# TASK DETAILS
From the items below, pull out every line that contains the word "outline" and copy each one.
### WORKING DATA ###
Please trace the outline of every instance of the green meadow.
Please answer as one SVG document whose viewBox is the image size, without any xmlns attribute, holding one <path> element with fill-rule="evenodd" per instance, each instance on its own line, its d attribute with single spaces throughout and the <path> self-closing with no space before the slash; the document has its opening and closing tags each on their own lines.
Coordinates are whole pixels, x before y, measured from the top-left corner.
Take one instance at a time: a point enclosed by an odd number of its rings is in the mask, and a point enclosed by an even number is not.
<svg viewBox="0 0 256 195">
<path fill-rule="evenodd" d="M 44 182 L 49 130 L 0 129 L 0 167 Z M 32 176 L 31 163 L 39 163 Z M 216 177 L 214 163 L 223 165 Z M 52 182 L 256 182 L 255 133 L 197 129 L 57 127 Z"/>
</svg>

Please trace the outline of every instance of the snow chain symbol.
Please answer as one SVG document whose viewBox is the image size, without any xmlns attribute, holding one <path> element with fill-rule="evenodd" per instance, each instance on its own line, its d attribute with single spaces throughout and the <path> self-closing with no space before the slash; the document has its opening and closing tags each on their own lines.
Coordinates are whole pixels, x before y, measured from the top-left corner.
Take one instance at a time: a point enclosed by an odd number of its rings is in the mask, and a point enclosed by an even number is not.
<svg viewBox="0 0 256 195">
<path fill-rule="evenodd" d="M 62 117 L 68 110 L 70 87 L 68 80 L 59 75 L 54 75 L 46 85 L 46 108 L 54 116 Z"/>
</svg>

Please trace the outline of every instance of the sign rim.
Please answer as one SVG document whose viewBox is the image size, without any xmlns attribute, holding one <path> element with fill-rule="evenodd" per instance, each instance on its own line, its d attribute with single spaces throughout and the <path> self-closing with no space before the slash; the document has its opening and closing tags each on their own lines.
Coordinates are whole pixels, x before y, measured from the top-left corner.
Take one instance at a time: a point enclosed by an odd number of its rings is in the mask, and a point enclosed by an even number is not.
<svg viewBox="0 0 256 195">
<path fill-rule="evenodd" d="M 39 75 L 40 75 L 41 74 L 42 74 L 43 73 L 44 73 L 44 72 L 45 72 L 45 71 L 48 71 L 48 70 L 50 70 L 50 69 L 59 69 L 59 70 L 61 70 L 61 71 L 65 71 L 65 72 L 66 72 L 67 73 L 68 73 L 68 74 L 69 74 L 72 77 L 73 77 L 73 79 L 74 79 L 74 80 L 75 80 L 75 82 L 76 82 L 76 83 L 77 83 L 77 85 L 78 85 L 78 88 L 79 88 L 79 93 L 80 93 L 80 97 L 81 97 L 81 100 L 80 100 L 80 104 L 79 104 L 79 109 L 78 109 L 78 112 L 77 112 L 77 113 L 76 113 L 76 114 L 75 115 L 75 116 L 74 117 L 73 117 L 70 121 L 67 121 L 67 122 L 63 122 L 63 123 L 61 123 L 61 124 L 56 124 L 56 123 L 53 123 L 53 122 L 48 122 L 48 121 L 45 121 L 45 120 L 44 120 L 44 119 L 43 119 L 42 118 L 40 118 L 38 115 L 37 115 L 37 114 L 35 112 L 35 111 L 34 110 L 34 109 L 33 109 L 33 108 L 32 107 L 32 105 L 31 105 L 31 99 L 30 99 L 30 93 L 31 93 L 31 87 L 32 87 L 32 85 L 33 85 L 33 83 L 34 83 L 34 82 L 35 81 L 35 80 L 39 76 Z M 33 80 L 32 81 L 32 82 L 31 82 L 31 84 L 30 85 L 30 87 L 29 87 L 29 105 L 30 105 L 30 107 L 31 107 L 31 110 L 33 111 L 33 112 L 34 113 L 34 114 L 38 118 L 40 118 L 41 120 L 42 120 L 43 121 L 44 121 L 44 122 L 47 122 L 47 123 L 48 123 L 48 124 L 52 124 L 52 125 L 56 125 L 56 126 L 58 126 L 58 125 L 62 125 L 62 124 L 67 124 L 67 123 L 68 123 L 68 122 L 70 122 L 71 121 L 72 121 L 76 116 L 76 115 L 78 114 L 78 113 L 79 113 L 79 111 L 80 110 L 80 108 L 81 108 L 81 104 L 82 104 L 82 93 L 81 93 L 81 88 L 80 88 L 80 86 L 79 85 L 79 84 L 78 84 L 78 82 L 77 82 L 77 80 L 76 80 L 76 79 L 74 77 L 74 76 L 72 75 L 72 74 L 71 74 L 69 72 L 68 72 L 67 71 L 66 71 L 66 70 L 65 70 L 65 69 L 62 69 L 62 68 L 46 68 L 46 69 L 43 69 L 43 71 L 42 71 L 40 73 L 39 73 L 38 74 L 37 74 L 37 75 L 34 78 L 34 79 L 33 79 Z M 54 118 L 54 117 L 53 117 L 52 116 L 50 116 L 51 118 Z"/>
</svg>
###
### WORKING DATA ###
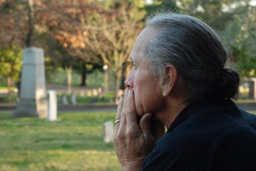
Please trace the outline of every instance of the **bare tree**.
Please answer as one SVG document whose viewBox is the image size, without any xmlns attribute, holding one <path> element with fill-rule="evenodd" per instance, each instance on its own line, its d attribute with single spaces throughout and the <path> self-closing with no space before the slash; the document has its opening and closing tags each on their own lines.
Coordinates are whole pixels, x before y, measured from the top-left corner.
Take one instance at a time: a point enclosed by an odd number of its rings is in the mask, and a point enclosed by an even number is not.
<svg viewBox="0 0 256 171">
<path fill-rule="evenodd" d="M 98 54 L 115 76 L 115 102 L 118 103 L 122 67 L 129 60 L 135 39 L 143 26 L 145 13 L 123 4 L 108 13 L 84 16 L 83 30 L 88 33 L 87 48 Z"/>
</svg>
###
# FINAL ANSWER
Please trace the outline of every instance of the green meadow.
Please trace the outline of every instance of the snow chain symbol.
Please trace the outline of every instance of the sign rim.
Please trace the outline of every instance of the **bare tree**.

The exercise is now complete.